== Text ==

Personal information
- Born: 23 June 1990 (age 36) Leipzig, Germany
- Spouse: Nikolas Lubbe ​(m. 2015)​

Chess career
- Country: Germany
- Title: Woman Grandmaster (2012)
- FIDE rating: 2297 (December 2021)
- Peak rating: 2387 (March 2012)

= Melanie Lubbe =

German chess player (born 1990)

Melanie Lubbe ( Ohme, born 23 June 1990) is a German chess player who holds the FIDE title of Woman Grandmaster (WGM, 2012).

==Biography==

Lubbe was the eldest of six siblings. She learned playing chess at the age of four from her parents. She won German Girls' Championships in the under-14 age group (2003), under-16 age group (2005) and under-18 age group.

Melanie Lubbe played for Germany in Women's Chess Olympiads:
- In 2008, at fourth board in the 38th Chess Olympiad (women) in Dresden (+6, =0, -3),
- In 2010, at fourth board in the 39th Chess Olympiad (women) in Khanty-Mansiysk (+4, =3, -2),
- In 2012, at third board in the 40th Chess Olympiad (women) in Istanbul (+4, =1, -4),
- In 2014, at fourth board in the 41st Chess Olympiad (women) in Tromsø (+6, =1, -2),
- In 2016, at fourth board in the 42nd Chess Olympiad (women) in Baku (+3, =0, -4).

Lubbe played for Germany in the World Women's Team Chess Championship:
- In 2007, at second board in the 1st Women's World Team Chess Championship 2007 in Yekaterinburg (+2, =3, -2).

===

▶ [Brief 1]: List the host cities of the Women's Chess Olympiads in which Melanie Lubbe played for Germany, according to the Melanie Lubbe text.
▶ [Brief 2]: Condense the paragraph of the Melanie Lubbe text beginning "Lubbe was the eldest of six siblings" into a short bulleted list that keeps its main facts.
▶ [Brief 3]: Write the next part of the Melanie Lubbe text, picking up after its final sentence.
The records have no connection to the text about Melanie Lubbe.

== Data ==

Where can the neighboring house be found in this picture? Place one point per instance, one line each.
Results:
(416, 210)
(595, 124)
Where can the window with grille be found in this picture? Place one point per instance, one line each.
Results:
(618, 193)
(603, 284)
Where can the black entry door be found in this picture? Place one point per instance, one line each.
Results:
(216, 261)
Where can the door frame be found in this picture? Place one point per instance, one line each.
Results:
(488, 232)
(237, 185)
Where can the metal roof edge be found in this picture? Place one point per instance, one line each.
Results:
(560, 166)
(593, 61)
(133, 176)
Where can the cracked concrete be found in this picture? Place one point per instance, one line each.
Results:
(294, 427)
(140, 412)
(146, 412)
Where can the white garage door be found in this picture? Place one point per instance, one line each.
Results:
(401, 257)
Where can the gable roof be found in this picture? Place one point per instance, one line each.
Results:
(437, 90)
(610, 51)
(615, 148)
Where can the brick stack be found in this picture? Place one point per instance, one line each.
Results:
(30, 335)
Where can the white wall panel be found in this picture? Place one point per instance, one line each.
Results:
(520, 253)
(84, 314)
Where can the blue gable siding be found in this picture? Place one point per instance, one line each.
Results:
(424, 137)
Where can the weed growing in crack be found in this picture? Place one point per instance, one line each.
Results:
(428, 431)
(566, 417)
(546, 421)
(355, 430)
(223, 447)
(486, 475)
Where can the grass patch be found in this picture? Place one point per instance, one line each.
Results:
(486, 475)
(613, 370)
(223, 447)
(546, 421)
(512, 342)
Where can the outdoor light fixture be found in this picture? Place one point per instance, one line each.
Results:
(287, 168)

===
== Data ==

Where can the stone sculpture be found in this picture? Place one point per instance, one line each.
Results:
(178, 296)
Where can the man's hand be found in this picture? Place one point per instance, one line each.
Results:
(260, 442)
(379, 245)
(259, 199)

===

▶ [Answer box 1]: Dresden, Khanty-Mansiysk, Istanbul, Tromsø, Baku

▶ [Answer box 2]:
- Eldest of six siblings
- Learned chess from her parents at age four
- Won German Girls' Championships in the under-14 (2003), under-16 (2005) and under-18 age groups

▶ [Answer box 3]:
Lubbe played for Germany in European Team Chess Championships:
- In 2007, at fourth board in the 7th European Team Chess Championship (women) in Heraklion (+5, =1, -2),
- In 2009, at third board in the 8th European Team Chess Championship (women) in Novi Sad (+3, =1, -3),
- In 2011, at reserve board in the 9th European Team Chess Championship (women) in Porto Carras (+5, =3, -0) and won individual silver medal,
- In 2015, at fourth board in the 11th European Team Chess Championship (women) in Reykjavík (+3, =4, -1).

In 2009 she was awarded the FIDE Woman International Master (WIM) title and in 2012 the Woman Grandmaster (WGM) title.

Lubbe studied psychology from 2010 to 2013 at the University of Mannheim and graduated with a bachelor's degree. Since February 2015 she works as a personnel consultant in Braunschweig.

Also since 2015, Lubbe has been married to grandmaster Nikolas Lubbe.